Extrait.

^^^^^^^^

A la séance suivante, c’est un autre Mathis qui arrive à la séance, tout fier de me dire qu’il n’y a pas eu de « conséquences ». Enfin si, il y a eu une conséquence mais elle est positive! Il est dans la coopération, et ses parents lui font plein de compliments. Je n’ai pas eu besoin de les revoir car tout est rentré dans l’ordre ensuite.

Ce n’est pas toujours le cas bien sûr, mais ce travail permet de savoir alors ce qu’il va falloir travailler dans le relationnel familial et qui est dysfonctionnel. L’enfant est alors symptôme de ce monde relationnel. Le travail sur le cadre pourra apporter des améliorations, mais ne réglera pas le problème sous-jacent.

^^^^^^^^

Données brutes.
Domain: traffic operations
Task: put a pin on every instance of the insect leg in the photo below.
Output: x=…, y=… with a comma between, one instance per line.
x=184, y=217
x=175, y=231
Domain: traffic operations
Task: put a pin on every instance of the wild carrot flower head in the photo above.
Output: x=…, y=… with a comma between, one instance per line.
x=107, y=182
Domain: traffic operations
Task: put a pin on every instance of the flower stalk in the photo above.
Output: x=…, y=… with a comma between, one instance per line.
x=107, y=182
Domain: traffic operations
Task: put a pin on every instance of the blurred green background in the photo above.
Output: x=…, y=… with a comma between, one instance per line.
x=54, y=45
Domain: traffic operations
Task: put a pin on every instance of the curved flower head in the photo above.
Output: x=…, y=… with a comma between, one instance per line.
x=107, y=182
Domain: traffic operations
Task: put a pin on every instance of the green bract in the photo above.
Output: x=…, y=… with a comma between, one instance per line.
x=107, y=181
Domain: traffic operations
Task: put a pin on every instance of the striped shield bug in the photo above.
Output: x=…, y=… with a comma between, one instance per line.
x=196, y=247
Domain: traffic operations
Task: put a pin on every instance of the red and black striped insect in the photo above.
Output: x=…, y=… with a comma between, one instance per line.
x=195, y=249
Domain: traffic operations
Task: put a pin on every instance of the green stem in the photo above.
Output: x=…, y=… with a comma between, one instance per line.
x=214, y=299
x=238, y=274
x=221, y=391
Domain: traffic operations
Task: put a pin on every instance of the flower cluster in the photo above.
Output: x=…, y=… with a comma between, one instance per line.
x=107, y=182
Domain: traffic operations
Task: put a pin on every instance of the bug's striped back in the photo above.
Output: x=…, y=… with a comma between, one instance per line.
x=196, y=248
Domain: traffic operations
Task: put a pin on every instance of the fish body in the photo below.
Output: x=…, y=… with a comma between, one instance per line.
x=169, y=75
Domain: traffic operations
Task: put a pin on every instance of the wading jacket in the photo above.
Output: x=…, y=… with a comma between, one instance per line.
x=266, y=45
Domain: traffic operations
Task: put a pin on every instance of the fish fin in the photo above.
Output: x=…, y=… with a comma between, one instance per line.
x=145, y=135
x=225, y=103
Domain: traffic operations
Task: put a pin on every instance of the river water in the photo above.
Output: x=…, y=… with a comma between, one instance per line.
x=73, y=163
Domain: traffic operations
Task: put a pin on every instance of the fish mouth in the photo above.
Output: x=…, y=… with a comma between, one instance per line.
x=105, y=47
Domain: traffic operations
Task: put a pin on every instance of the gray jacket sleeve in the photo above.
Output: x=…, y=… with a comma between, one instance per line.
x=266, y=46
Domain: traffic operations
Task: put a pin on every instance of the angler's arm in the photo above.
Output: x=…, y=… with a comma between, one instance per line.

^^^^^^^^

Exercices.
(A) D'après l'extrait, comment réagissent les parents de Mathis une fois qu'il est dans la coopération ?
(B) Expliquez, s'il vous plaît, en une à trois phrases, pourquoi il n'a pas été nécessaire de revoir les parents de Mathis selon l'extrait.

Réponses complètes.
(A) Ils lui font plein de compliments.

(B) Il n'a pas été nécessaire de revoir ses parents parce que tout est rentré dans l'ordre ensuite. Mathis est arrivé à la séance suivante dans la coopération, et ses parents lui font plein de compliments.